Source document:
I knew since I was in middle school that I was a lot different than my peers. I would laugh, and I would catch myself laughing and I would tell myself that I wasn't happy, so I had no reason to be laughing. I had thoughts inside my head, and I knew that they were not normal. I figured it was just a phase since I was in middle school and my body was going through some changes. In high school, these thoughts that I had did not stop. They came and they went, but they were getting worse and worse with time.
My grades started to drop dramatically, and the things I once loved doing became too exhausting to do, so I eventually stopped doing them. Something as simple as getting out of bed for school in the morning started to become too much for me. I started isolating myself away from people, and soon my friendships and relationships with others started to fade away too. Again, I thought this was just another phase that every teenager went through. At least, that's what people told me anyway.
I am a freshman in college now, and those thoughts aren't a phase. I have been exposed to so many uncomfortable situations since being in college, so I really think this has brought out my depression more.

Goal of the exercise:
In the personal essay about depression, what year of college is the writer in? None of the dataset excerpts are needed for this work.

[Dataset excerpts]
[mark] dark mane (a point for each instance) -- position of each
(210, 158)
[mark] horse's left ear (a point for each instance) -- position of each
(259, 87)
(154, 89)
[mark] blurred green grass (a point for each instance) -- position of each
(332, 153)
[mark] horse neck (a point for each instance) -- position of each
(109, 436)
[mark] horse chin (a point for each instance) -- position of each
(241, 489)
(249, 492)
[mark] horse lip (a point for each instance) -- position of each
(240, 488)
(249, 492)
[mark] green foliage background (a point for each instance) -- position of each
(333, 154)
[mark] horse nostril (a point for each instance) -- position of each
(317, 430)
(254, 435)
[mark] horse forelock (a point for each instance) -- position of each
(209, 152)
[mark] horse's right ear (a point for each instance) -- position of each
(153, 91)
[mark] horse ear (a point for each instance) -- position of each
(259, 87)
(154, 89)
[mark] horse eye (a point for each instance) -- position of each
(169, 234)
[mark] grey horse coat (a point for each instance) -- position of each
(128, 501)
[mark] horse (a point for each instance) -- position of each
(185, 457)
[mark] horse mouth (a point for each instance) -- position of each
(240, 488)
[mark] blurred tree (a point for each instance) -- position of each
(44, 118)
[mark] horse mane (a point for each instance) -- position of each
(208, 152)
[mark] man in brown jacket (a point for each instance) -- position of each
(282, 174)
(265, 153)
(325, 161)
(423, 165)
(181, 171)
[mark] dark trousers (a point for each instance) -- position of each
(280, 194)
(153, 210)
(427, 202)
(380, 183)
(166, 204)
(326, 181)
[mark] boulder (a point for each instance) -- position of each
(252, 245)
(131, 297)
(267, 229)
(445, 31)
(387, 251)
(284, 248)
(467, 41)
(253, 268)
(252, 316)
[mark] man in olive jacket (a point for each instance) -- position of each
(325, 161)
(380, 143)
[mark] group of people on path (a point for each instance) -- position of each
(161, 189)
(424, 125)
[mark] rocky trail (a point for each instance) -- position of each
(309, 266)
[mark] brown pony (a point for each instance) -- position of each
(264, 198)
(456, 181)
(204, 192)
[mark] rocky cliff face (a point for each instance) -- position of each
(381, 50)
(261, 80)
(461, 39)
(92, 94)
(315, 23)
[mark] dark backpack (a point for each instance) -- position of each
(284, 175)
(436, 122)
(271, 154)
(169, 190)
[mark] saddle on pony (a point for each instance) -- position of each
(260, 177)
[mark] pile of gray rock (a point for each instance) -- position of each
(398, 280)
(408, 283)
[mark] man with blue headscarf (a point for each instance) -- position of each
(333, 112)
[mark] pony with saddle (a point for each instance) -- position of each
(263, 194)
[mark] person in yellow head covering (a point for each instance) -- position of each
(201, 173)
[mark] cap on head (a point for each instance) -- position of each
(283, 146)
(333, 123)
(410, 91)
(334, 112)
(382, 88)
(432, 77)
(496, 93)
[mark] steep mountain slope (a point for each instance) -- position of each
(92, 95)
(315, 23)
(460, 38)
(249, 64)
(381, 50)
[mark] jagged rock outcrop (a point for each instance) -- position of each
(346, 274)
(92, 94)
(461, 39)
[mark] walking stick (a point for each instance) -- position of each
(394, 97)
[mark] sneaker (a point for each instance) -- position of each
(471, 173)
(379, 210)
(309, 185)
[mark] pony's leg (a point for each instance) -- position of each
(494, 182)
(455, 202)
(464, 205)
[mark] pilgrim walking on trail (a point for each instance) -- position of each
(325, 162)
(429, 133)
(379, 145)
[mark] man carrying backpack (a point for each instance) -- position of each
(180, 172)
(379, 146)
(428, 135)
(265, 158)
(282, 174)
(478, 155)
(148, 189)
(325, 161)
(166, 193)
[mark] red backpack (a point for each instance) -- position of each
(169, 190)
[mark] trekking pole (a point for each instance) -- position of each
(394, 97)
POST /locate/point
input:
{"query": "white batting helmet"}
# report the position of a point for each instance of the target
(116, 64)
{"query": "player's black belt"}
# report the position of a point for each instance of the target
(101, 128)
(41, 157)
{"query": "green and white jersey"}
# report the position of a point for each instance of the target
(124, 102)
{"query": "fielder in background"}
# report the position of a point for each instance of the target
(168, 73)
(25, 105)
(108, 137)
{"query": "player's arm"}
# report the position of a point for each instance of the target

The completed task:
The writer is a college freshman.